§ **Extracted data**
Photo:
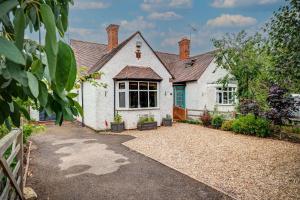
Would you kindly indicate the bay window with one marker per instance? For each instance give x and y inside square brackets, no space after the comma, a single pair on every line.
[137,94]
[225,96]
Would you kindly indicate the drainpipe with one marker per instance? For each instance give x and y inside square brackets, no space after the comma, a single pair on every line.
[82,117]
[114,98]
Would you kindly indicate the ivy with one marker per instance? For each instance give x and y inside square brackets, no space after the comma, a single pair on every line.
[31,73]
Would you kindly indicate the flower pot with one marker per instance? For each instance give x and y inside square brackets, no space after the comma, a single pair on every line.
[147,126]
[117,127]
[167,122]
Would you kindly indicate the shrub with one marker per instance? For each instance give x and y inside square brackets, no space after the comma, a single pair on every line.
[145,119]
[227,125]
[28,129]
[191,121]
[206,119]
[251,125]
[291,129]
[118,118]
[217,121]
[3,131]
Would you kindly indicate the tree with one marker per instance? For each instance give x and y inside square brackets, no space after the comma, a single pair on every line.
[29,71]
[284,44]
[246,60]
[282,105]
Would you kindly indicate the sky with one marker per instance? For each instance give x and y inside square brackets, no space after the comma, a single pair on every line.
[164,22]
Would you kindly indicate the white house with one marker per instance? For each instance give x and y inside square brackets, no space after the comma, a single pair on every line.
[141,81]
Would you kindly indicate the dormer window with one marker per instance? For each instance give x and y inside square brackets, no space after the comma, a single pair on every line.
[138,53]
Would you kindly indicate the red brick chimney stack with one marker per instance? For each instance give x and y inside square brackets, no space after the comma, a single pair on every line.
[184,48]
[112,35]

§ **Short problem**
Transcribe all the records above word for word, without their images.

§ **Written solution**
Photo:
Would you kindly indicate the bay window with one marker per instance? For each instance give x and y inside square brackets, no space after the comma, a single pair on every line.
[137,94]
[225,96]
Would you kindly indicate the drainpipe with one marker per instance? For each instance give x and y inside square brackets, no space after the comma, a single pair on every line.
[82,117]
[114,98]
Would you kindly indicate the ivy with one marker per instance? For each instance give x and y inside square brackets, no space after the comma, a single pair on every line.
[31,73]
Would you kindly indicate the flower pot with one marker per instance? For each instance give x and y inside square brackets, no space after the comma, a single pair on every line.
[147,126]
[117,127]
[167,122]
Would you kindly indicate the shrub with one marker per instance? For each instance give x and y inside square brackets, no space after the comma, a single pair on every line.
[145,119]
[227,125]
[28,129]
[191,121]
[206,119]
[251,125]
[291,129]
[118,118]
[217,121]
[3,131]
Would you kindly indicate the tree with one marker per instance? For each instance give x and y inside square brackets, no space after the comma, a single pair on every line.
[29,71]
[284,44]
[246,60]
[282,105]
Would you kindly indicate the sky with one marker per instance? For each instance give x and y inside square brackets, no space after the comma, a single pair on every line.
[164,22]
Would you kindly indicate the white house with one marker per instance? For each instance give x and y inside square brackets, no space after the comma, a single pair on every line.
[141,81]
Would you kindly indicate the dormer window with one marker per instance? For each instance give x and y inside square brackets, no space after the comma, a single pair on every line.
[138,53]
Would you kindly indicate the red brick chimney stack with one marker per instance? For each instance give x and y inside square brackets, no space after the comma, a single pair on every line.
[184,48]
[112,35]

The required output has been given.